Could you print, word for word, the lines in the listing below, from the line containing "find dry grass" through the line containing "top-left (259, 179), bottom-right (400, 283)", with both of those lines included?
--- Start ---
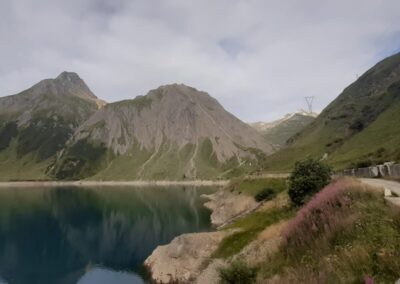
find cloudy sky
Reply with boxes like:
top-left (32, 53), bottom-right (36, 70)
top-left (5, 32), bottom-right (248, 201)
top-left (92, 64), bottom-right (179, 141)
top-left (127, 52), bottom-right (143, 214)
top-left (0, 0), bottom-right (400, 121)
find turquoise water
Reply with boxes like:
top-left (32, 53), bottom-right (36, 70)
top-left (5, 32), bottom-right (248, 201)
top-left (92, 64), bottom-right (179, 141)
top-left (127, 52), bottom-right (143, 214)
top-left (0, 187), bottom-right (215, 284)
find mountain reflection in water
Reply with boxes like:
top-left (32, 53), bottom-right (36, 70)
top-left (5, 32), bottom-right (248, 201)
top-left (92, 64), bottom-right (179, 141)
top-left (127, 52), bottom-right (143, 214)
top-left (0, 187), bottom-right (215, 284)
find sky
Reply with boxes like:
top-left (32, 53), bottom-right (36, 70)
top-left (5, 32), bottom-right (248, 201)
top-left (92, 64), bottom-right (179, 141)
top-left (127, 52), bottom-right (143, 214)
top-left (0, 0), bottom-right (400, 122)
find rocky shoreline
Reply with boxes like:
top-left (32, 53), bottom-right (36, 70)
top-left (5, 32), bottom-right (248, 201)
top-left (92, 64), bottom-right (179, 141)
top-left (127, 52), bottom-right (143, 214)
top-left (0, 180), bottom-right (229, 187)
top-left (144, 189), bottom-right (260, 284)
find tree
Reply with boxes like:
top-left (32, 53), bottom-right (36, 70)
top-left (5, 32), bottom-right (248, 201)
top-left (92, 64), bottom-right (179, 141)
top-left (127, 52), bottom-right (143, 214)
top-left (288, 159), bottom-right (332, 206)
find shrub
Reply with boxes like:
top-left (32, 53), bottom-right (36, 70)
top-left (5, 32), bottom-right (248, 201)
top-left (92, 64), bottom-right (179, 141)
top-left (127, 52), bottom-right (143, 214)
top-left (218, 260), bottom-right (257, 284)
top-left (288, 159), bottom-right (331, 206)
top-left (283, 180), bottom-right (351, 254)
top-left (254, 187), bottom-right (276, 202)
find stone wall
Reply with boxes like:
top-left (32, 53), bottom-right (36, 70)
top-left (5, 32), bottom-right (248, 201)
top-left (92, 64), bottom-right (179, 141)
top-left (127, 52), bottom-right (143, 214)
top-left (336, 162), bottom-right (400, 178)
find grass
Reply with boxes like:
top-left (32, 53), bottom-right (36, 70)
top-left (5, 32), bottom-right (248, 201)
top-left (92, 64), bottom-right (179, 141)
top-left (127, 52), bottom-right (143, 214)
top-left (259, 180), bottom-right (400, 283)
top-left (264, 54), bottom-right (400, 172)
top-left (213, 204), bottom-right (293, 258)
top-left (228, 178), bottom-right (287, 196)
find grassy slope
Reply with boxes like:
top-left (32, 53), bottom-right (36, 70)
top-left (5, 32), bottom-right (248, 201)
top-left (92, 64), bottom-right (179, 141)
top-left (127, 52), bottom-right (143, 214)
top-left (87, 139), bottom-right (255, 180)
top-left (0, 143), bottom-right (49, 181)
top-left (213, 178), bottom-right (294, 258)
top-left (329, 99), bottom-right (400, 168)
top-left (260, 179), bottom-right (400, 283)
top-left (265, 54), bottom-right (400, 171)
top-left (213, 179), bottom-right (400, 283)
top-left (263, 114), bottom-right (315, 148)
--- End ---
--- Start ---
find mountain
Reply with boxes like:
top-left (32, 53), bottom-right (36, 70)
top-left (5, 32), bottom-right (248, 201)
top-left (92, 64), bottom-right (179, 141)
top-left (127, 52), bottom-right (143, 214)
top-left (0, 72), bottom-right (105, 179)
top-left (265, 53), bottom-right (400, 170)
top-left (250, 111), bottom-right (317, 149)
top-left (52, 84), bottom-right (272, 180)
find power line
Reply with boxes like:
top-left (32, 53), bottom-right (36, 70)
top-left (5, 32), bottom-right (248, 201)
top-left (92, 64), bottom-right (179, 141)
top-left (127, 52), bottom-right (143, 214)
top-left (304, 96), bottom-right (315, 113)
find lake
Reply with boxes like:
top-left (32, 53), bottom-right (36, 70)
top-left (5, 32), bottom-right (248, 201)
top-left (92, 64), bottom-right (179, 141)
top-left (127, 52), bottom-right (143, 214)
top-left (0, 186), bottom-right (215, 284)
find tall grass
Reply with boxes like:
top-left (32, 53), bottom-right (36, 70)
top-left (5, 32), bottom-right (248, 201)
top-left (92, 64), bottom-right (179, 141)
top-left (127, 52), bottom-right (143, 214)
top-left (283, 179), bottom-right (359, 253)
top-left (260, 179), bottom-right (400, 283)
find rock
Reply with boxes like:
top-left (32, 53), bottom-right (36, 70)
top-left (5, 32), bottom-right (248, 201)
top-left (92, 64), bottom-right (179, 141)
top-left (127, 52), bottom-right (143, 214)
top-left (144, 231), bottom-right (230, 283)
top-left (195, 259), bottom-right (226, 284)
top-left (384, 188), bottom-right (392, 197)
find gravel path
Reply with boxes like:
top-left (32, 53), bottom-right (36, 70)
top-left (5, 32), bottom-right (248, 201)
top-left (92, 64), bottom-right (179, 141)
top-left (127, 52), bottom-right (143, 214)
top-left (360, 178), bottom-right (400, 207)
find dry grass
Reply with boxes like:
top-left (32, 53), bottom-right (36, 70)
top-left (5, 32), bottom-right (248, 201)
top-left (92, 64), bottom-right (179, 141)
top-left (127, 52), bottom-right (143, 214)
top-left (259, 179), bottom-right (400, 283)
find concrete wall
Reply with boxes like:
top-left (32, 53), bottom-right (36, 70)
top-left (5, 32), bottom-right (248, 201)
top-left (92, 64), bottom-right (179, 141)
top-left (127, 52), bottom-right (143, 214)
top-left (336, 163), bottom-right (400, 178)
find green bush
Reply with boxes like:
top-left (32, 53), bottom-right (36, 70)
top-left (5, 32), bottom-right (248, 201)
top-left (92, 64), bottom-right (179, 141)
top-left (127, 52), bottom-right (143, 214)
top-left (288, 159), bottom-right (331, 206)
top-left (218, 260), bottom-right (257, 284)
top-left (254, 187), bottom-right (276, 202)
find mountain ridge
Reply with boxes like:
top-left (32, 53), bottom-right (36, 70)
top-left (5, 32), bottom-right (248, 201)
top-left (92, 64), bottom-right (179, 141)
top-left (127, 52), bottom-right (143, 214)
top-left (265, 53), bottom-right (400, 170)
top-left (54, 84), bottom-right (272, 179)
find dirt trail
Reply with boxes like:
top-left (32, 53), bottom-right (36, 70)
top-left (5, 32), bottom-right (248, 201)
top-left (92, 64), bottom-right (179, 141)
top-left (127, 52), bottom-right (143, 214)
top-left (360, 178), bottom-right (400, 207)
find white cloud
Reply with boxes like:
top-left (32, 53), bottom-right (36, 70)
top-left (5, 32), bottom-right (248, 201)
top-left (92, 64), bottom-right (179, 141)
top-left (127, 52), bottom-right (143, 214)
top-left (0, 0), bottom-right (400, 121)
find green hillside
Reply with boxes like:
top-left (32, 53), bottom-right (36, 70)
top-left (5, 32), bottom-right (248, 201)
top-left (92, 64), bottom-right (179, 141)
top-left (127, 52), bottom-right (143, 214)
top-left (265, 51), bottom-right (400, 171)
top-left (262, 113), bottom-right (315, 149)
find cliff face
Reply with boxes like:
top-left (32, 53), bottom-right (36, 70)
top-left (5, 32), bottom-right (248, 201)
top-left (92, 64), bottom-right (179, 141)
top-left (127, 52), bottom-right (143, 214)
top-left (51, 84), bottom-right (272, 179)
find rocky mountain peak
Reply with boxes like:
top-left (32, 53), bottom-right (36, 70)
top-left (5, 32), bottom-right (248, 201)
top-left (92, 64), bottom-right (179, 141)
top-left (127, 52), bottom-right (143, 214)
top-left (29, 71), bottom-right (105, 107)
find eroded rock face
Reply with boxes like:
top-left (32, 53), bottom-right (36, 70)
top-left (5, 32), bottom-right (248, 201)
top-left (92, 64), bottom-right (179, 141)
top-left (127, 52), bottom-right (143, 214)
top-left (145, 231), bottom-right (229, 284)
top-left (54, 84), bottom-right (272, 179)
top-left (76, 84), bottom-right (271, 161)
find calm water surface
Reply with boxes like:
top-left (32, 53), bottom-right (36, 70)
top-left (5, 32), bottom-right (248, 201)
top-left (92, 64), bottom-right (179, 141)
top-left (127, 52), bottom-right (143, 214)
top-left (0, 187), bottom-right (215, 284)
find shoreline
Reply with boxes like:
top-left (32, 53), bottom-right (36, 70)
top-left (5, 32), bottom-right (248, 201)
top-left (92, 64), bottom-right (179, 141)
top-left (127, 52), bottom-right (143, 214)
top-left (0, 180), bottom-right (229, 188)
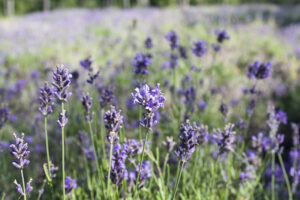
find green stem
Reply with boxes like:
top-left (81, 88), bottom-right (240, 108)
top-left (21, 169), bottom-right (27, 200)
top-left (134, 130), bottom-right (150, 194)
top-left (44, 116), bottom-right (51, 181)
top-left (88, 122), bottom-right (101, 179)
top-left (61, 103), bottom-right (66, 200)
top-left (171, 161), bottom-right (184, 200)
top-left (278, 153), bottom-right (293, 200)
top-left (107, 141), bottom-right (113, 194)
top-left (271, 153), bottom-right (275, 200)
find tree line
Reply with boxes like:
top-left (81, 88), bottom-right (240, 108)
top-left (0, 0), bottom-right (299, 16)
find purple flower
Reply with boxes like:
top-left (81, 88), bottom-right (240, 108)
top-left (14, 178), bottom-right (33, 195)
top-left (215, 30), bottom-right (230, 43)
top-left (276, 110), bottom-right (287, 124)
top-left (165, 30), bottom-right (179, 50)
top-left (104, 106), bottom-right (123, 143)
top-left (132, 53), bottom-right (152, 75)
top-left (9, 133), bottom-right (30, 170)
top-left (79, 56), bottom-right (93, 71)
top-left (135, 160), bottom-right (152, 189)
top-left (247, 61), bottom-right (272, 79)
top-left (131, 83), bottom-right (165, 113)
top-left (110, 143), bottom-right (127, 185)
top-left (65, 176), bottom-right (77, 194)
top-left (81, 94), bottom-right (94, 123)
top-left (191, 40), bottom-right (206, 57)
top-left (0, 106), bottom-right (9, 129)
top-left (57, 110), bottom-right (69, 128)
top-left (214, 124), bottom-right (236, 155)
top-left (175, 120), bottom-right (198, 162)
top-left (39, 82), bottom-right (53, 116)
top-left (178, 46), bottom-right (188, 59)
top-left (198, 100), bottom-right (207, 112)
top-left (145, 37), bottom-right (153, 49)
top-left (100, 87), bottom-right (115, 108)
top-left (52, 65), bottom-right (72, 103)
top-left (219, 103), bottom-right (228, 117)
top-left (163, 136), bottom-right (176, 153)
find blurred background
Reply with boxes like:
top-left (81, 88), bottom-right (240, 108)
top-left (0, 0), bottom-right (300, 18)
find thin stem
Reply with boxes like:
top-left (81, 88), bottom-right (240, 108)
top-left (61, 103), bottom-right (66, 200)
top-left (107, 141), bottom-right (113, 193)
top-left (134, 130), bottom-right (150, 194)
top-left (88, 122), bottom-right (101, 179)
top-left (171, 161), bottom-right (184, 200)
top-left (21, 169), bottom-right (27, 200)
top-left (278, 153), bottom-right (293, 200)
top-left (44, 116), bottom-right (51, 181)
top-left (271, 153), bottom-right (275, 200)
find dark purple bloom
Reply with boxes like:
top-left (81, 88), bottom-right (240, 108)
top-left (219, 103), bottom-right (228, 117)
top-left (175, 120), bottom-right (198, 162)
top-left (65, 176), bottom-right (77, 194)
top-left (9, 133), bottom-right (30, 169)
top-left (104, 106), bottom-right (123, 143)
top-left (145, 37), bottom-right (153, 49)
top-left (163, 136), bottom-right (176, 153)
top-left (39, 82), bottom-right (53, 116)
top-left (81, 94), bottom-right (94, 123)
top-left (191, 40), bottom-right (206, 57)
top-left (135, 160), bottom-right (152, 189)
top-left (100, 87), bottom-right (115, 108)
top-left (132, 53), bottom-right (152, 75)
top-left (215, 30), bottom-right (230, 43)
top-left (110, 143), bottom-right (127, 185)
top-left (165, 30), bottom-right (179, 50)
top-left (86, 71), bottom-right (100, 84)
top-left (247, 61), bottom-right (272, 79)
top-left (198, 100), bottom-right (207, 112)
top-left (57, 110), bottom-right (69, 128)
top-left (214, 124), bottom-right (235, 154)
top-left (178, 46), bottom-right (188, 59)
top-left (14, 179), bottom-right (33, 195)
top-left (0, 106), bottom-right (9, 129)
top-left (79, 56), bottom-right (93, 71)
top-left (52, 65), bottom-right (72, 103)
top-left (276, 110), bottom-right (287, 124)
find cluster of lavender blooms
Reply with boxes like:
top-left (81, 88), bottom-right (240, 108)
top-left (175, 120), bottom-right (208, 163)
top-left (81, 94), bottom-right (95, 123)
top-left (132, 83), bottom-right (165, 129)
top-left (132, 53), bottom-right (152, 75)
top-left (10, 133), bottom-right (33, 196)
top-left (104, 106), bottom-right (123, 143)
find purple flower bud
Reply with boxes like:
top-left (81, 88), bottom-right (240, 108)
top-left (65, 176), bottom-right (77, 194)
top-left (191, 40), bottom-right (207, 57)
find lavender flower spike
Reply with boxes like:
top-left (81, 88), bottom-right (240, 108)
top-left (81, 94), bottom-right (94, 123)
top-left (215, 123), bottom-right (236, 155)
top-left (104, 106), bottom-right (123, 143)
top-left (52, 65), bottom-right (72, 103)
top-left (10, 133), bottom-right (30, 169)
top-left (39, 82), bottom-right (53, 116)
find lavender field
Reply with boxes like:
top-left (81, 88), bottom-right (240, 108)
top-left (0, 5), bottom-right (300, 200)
--- End ---
*Exercise output*
find dry grass
Reply with boxes like:
top-left (32, 53), bottom-right (36, 70)
top-left (5, 32), bottom-right (248, 201)
top-left (92, 64), bottom-right (179, 141)
top-left (127, 52), bottom-right (143, 214)
top-left (259, 179), bottom-right (400, 283)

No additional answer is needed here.